## SÉRIE D'EXERCICES
A – Combien d'apprentis les directions accueillent-elles à la rentrée 2016, selon le texte présenté ?
B – Relevez tous les sigles qui figurent dans le texte présenté.
C – Recopiez le texte présenté depuis "Certaines directions, certes" jusqu'à "le service compétent.".

## TEXTE PRÉSENTÉ
----------

La nouveauté de ce compte, c’est sa portabilité tout au long du parcours professionnel, que celui-ci soit dans le public et/ou dans le privé. Les droits inscrits dans le CPF demeurent acquis jusqu’à leur utilisation ou à la fermeture du compte. Si les directions mettent autant d’obstacles pour le CPF que pour la mise en œuvre du DIF, le même échec est à craindre...
L’apprentissage et le service civique
En septembre 2015, dans la précipitation, suite à une décision tardive du Président de la République, les directions ont accueilli 271 apprentis. Ce chiffre s’élève pour la rentrée 2016 à 312. Contrairement à un engagement pris au niveau ministériel, les apprentis sont repris dans les effectifs de chaque direction en tant qu’effectifs en temps permanent de travail (ETPT), dans le tableau présenté en annexe du projet de loi de finances. Par cet artifice budgétaire, le ministre essaie de minorer les suppressions d’emplois de titulaires à Bercy. Notre fédération dénonce cette présentation qui est une tromperie grossière auprès de la représentation nationale et loin de l’objectif initial de l’apprentissage. Ce dernier n’a pas pour but de combler la pénurie des effectifs dans les services, mais d’apporter une formation professionnelle à des jeunes encore dans un cursus scolaire.
Certaines directions, certes marginales, profitent de cet apport de main d’œuvre, pour l’accaparer à des missions d’agents titulaires, pour combler leur pénurie d’effectifs. Le service civique, instauré en phase d’expérimentation en 2015 dans trois départements à la DGFiP, a été étendu dans 60 DRFiP en 2016 pour 272 volontaires. Là encore, il peut advenir que ces recrues temporaires et non titulaires, soient employées à des missions dévolues normalement à des titulaires. Il en est ainsi de l’accueil au public et pas seulement pour diriger les usagers vers le service compétent.

----------

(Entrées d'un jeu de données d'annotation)
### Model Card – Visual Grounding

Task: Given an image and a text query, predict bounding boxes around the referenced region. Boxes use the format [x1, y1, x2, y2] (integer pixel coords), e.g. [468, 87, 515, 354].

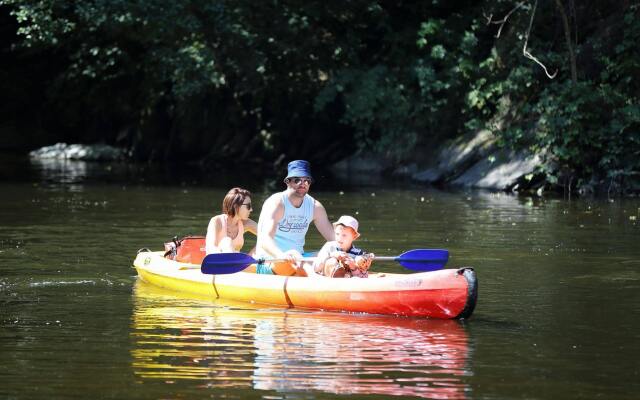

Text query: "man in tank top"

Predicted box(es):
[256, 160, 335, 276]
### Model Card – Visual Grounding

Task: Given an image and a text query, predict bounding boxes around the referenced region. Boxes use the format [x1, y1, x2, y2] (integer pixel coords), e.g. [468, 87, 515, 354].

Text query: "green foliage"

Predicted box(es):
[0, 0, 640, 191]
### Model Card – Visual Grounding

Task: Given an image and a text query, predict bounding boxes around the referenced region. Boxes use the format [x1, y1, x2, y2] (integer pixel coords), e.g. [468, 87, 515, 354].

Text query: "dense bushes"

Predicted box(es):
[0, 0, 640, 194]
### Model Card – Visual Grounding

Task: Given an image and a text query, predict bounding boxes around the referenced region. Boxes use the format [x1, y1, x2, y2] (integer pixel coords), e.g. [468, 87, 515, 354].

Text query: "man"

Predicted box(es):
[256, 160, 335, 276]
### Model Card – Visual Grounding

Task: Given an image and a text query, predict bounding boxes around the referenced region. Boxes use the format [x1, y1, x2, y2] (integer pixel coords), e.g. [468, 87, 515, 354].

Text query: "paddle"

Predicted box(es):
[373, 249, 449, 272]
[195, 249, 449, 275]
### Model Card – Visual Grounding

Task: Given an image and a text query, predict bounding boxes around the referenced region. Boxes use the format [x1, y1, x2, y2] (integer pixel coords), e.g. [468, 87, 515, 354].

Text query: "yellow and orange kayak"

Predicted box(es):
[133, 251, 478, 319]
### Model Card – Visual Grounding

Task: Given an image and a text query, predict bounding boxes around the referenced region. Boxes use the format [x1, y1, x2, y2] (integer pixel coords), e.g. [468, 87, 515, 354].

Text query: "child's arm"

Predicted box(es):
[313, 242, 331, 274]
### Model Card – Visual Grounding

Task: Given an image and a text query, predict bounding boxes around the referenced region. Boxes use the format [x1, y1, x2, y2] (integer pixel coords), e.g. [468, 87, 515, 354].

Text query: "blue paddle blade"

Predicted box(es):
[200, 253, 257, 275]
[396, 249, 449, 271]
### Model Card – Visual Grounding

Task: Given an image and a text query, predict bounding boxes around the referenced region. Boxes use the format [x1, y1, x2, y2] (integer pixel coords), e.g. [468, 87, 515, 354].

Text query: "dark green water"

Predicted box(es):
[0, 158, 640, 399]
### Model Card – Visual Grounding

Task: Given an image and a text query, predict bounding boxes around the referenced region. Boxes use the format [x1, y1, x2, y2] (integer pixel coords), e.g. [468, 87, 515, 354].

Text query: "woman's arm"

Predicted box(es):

----------

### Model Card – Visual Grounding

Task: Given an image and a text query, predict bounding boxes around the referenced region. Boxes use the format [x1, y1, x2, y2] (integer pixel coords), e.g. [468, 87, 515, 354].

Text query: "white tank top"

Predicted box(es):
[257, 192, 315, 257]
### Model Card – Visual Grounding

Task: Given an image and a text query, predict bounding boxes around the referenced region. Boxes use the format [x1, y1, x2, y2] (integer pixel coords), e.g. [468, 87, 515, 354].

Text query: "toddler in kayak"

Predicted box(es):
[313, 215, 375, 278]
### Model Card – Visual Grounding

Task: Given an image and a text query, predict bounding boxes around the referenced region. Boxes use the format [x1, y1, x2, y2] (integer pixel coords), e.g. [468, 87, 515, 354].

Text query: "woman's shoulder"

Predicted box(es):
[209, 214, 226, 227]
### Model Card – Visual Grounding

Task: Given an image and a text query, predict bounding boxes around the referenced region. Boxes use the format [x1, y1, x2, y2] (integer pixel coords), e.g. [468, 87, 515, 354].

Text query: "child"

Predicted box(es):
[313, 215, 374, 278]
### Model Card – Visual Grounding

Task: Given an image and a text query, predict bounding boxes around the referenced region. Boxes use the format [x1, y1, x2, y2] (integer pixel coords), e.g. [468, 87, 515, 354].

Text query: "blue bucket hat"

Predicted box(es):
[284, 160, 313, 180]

----------

## CORRIGÉS
A – 312 apprentis.

B – CPF, DIF, ETPT, DGFiP, DRFiP

C –
Certaines directions, certes marginales, profitent de cet apport de main d’œuvre, pour l’accaparer à des missions d’agents titulaires, pour combler leur pénurie d’effectifs. Le service civique, instauré en phase d’expérimentation en 2015 dans trois départements à la DGFiP, a été étendu dans 60 DRFiP en 2016 pour 272 volontaires. Là encore, il peut advenir que ces recrues temporaires et non titulaires, soient employées à des missions dévolues normalement à des titulaires. Il en est ainsi de l’accueil au public et pas seulement pour diriger les usagers vers le service compétent.